EXTRACT PROVIDED:
-- start --

I am running the SFS configuration of the model, C129mx025, global-workflow and ufs-weather-model hashes as given here.

For the most part the runs have been running stably, but I have seen a significant number of crashes with error messages like the following:

PASS: fcstRUN phase 1, n_atmsteps =            10824 time is         2.919200

  (shift_ice)shift_ice: negative dvice
  (shift_ice)boundary, donor cat:           3           4
  (shift_ice)daice =  0.000000000000000E+000
  (shift_ice)dvice = -2.944524469334827E-065
    (icepack_warnings_setabort) T :file icepack_itd.F90 :line          551
 (shift_ice) shift_ice: negative dvice
 (icepack_warnings_aborted) ... (shift_ice)
 (icepack_warnings_aborted) ... (linear_itd)
 (icepack_warnings_aborted) ... (icepack_step_therm2)
 (icepack_warnings_aborted) ... (icepack_step_therm2)

@ShanSunNOAA - is this the same issue you have been seeing?

@ShanSunNOAA
Copy link
Collaborator

ShanSunNOAA commented Jan 19, 2025 via email

@NickSzapiro-NOAA
Copy link
Collaborator

Maybe a first thing to check is whether CICE initial conditions for crash cases are odd from the start. As mentioned in CICE-Consortium/Icepack#333), all IC ice thicknesses (vice(n)/aice(n) should be within the category bounds of hin_max. This check can be done offline or during initialization

I'm not sure of the origins of these ICs and there is permissions issue with the google sheets link, but maybe ICs or run directories are available somewhere?

@benjamin-cash
Copy link
Author

Hi @NickSzapiro-NOAA - thanks for pointing out that issue. I will definitely do that check, although on first glance there are some differences with that issue. This is not occurring rarely in my case - at last count I had 47 failures of this kind out of 231 runs. Some of the crashes are coming 2+ months into the simulation, which also seems a bit odd for an IC bug. Each ensemble member is also using the same ice initial file, and not all ensemble members are crashing.

Having said all that, here is a link to one of the ice initial files on AWS that is associated with a crash:
https://noaa-ufs-gefsv13replay-pds.s3.amazonaws.com/2012/05/2012050106/iced.2012-05-01-10800.nc

The runs are being performed on Frontera, which I could either give you access to or I could transfer a run directory offsite.

-- end --

(Dataset records about object locations)

-- start --

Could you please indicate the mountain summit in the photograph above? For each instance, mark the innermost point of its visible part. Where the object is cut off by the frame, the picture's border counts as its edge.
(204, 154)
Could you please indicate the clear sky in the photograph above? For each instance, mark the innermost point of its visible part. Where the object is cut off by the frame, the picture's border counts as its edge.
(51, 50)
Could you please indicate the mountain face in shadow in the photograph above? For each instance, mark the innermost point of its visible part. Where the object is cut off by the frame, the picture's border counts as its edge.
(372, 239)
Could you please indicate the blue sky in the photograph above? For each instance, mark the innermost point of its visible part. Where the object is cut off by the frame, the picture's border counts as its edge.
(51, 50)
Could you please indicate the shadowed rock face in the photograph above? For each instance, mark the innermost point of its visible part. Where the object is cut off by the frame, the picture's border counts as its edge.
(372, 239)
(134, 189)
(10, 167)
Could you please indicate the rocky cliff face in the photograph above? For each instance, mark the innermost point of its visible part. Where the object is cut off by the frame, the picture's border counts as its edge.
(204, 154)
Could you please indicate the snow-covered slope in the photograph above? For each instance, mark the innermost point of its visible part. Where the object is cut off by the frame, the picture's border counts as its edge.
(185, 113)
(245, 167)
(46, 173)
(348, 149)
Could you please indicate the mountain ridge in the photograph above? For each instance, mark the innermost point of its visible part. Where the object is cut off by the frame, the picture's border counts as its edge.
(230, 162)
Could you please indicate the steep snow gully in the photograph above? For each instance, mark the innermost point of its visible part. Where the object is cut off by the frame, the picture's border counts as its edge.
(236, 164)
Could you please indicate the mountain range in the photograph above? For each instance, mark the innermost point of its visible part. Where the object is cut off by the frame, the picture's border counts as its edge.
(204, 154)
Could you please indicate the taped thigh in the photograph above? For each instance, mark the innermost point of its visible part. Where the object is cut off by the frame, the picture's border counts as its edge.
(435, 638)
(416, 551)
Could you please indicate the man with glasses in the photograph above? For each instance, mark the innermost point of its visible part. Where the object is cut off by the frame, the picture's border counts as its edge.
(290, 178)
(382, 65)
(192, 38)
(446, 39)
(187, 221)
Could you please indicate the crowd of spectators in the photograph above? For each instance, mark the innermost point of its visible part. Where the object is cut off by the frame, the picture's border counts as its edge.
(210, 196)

-- end --

WHAT IS BEING ASKED: Continue the forum thread on the sea-ice model crashes from the point where it stops.

RESULT OF THE EXERCISE:
@NeilBarton-NOAA - I remember you saying there was an issue with sea ice ICs in the past that you had developed a workaround for, but looking at the code it seems like that was related to the ice edge and not the thickness bounds Nick mentioned here.

@NickSzapiro-NOAA
Copy link
Collaborator

I don't see any problems with the thickness categories in that IC file.

These dvice_negative aborts from ~ -10^-65 really seem so small, particularly relative to a_min/m_min/hi_min and zap_small_areas in Icepack. One test is to change that the donor is at least -puny instead (like Dave Bailey opened CICE-Consortium/Icepack#338 )

I also wonder how much residual ice (CICE-Consortium/CICE#645) is just present in these runs

Before really looking into cases or modifications, maybe @DeniseWorthen and @NeilBarton-NOAA have thoughts

@benjamin-cash
Copy link
Author

Hi @NickSzapiro-NOAA - some more context for this problem is that (to my knowledge) it does not appear in the case where the atmosphere and ocean are reduced to 1 degree (C96mx100). So far we are only seeing it in the C192mx025 runs, where we are using those IC files I pointed you to directly.

One thing I have not yet done is any kind of analysis of the ice in those runs, to see if there is something pathological going on. That's first up on my agenda for today. @ShanSunNOAA do you have any insights from your crashes?

@ShanSunNOAA
Copy link
Collaborator

I was testing the addition of the -ftz flag (flush-to-zero), but Denise pointed out that it was already in place. Why didn’t the flag work as expected and set the e-67 value to zero?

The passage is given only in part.